TASK>
Give every line of the data from its start through the line containing "[[118, 330], [487, 342]]", including that line, as a JSON list of strings with one string per line and blank lines omitted.

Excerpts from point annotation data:
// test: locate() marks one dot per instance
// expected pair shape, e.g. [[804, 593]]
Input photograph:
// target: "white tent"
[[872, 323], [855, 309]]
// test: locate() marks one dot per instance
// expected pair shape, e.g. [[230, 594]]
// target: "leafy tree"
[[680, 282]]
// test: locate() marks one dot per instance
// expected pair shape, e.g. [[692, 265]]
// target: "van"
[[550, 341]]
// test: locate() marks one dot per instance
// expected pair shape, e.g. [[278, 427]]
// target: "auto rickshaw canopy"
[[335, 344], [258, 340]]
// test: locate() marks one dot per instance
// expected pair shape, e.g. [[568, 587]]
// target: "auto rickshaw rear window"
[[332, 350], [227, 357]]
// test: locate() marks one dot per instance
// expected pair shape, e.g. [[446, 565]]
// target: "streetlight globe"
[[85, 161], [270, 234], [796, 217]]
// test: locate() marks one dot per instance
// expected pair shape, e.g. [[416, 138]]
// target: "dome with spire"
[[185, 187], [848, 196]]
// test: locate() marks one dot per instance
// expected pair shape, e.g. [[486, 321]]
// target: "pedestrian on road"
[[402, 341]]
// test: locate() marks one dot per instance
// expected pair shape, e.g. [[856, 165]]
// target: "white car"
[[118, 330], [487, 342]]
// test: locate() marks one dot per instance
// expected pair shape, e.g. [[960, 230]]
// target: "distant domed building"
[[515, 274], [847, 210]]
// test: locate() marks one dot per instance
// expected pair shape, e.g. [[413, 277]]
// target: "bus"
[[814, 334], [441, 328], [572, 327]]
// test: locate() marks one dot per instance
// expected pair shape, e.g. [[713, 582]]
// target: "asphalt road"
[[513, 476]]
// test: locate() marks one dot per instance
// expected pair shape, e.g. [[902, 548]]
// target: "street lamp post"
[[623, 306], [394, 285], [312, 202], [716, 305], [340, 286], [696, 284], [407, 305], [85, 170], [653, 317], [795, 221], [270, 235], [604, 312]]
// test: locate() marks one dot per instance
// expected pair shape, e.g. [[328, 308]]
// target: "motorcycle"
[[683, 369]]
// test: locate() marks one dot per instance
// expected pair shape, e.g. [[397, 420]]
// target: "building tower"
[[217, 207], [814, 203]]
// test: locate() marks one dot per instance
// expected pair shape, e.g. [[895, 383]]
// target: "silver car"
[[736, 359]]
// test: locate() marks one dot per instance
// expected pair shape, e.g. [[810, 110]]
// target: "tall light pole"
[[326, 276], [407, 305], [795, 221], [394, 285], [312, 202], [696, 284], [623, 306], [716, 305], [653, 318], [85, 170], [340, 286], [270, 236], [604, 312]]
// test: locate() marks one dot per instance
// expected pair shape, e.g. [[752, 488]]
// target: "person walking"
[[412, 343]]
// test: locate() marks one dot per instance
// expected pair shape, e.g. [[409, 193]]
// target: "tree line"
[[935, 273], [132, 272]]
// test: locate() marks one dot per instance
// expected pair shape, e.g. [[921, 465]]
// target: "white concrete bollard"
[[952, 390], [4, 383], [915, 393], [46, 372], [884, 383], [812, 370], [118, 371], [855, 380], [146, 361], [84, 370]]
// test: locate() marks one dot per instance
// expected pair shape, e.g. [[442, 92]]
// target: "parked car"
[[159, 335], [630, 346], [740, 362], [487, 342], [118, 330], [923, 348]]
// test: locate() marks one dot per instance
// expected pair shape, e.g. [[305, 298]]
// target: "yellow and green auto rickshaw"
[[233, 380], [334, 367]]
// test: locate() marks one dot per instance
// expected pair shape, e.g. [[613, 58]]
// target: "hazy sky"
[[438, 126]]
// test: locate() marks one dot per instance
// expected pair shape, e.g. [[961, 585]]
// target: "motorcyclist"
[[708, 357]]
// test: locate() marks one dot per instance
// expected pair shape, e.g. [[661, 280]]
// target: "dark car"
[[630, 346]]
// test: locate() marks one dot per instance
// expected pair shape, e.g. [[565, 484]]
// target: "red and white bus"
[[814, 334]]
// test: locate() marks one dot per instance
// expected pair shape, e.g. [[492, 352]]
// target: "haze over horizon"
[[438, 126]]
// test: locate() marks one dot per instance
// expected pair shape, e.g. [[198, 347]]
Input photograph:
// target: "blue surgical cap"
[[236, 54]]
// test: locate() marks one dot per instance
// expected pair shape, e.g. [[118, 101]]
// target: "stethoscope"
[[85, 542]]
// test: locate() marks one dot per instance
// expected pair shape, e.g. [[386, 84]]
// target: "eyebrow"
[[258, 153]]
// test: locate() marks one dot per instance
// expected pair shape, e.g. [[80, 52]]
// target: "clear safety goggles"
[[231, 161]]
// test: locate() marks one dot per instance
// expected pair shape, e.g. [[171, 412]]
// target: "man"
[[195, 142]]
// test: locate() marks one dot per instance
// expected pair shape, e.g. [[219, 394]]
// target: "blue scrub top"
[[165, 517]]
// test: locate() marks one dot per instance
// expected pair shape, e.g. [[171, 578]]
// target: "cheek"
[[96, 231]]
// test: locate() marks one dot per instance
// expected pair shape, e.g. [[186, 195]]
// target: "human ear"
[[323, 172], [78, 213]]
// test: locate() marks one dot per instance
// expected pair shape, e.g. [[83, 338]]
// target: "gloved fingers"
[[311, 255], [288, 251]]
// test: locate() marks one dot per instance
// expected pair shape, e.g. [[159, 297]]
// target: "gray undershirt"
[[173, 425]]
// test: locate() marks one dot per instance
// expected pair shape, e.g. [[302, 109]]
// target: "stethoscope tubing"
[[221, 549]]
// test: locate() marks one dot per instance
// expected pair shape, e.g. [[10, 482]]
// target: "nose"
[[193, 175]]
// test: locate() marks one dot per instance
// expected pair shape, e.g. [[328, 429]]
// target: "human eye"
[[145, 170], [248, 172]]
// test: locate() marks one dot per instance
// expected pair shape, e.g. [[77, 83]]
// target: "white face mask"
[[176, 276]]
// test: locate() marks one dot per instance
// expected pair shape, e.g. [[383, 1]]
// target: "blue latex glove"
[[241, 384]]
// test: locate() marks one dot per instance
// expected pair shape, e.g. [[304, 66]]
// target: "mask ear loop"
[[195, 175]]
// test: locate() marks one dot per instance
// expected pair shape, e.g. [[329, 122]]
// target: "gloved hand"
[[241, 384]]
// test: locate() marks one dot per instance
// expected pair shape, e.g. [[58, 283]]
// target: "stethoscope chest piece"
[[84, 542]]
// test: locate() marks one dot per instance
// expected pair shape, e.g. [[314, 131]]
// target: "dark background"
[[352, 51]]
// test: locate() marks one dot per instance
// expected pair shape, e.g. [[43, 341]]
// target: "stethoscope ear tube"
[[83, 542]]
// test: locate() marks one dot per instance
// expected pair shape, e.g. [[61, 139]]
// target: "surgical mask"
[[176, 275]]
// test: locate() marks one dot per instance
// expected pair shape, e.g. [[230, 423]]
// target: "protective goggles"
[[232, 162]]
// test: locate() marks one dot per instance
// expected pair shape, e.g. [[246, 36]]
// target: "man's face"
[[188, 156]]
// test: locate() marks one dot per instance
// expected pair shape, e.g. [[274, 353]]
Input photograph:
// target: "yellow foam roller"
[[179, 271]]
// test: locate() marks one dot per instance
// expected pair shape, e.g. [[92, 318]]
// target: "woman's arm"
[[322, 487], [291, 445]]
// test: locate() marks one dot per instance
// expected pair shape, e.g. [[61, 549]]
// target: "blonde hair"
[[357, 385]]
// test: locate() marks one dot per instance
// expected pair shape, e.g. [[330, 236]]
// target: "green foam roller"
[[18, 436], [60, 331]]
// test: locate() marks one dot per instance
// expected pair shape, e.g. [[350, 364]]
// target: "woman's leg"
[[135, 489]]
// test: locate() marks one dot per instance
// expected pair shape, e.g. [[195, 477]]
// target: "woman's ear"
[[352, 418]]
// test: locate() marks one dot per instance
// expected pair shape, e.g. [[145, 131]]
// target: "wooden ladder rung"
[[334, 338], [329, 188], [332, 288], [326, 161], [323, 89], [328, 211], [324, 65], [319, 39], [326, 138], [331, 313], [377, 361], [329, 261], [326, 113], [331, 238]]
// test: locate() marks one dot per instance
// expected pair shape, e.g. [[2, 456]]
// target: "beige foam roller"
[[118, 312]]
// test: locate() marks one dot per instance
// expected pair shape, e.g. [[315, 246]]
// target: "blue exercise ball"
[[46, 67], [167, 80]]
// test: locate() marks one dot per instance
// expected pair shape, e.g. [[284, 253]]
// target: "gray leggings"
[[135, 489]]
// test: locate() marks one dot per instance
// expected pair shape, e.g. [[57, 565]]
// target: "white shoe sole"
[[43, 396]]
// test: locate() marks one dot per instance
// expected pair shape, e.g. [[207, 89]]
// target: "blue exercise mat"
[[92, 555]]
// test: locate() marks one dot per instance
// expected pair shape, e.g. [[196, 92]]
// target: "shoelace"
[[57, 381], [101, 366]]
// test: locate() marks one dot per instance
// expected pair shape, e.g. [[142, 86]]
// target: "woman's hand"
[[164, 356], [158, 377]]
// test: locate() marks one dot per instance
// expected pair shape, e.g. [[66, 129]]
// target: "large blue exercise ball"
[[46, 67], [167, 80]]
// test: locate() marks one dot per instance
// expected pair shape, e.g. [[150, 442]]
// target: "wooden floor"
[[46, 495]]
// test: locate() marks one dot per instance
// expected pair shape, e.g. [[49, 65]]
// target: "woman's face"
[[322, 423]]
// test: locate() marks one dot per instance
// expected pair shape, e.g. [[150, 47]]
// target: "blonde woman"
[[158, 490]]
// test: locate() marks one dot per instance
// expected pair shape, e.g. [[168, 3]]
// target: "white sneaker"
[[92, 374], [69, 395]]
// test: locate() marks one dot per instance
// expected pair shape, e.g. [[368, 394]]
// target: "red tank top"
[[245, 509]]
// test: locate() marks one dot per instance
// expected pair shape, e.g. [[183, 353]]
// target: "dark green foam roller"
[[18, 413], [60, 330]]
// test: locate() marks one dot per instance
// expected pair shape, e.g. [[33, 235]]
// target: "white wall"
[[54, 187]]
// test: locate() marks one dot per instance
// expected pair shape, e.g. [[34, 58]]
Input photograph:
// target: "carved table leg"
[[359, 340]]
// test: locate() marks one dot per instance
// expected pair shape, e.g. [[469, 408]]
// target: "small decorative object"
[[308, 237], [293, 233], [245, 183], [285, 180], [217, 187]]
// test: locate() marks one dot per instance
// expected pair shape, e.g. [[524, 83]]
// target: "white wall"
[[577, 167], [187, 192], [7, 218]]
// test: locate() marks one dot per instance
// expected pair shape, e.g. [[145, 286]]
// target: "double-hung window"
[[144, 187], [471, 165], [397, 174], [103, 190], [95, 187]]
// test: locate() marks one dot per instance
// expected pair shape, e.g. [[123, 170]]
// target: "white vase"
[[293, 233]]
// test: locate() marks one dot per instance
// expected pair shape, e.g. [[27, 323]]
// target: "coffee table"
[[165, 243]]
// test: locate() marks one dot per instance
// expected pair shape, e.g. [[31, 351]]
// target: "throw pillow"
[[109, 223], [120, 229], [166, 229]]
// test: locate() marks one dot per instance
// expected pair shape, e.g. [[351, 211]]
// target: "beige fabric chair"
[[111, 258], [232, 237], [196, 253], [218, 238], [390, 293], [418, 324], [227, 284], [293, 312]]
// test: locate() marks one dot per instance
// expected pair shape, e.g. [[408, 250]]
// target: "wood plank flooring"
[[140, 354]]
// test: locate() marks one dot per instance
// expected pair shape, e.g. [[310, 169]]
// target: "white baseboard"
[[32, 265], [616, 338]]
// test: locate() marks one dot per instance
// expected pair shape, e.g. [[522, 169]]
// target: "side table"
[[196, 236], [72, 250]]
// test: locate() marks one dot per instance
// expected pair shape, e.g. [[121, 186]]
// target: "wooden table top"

SOLUTION BELOW>
[
  "// test: locate() marks one dot per instance",
  "// expected pair shape, e.g. [[804, 593]]",
  "Input photograph:",
  "// target: \"white tent\"",
  "[[872, 323], [855, 309]]",
  "// test: locate() marks one dot per instance",
  "// expected pair shape, e.g. [[230, 594]]",
  "// target: \"leafy tree\"",
  "[[680, 282]]",
  "// test: locate() marks one dot per instance",
  "// expected pair shape, e.g. [[692, 265]]",
  "// target: \"van\"",
  "[[550, 341]]",
  "// test: locate() marks one dot per instance",
  "// expected pair shape, e.g. [[278, 427]]",
  "// target: \"auto rickshaw canopy\"",
  "[[335, 344], [258, 340]]",
  "// test: locate() marks one dot per instance",
  "// expected pair shape, e.g. [[568, 587]]",
  "// target: \"auto rickshaw rear window\"",
  "[[332, 350], [227, 357]]",
  "// test: locate() marks one dot per instance",
  "// expected pair shape, e.g. [[446, 565]]",
  "// target: \"streetlight globe\"",
  "[[85, 161], [270, 234], [796, 217]]",
  "// test: locate() marks one dot per instance",
  "// expected pair shape, e.g. [[416, 138]]",
  "// target: \"dome with spire\"",
  "[[185, 187], [848, 196]]",
  "// test: locate() marks one dot per instance",
  "// expected pair shape, e.g. [[486, 321]]",
  "// target: \"pedestrian on road\"",
  "[[402, 341]]",
  "// test: locate() marks one dot per instance",
  "// expected pair shape, e.g. [[856, 165]]",
  "// target: \"white car\"",
  "[[118, 330], [487, 342]]"
]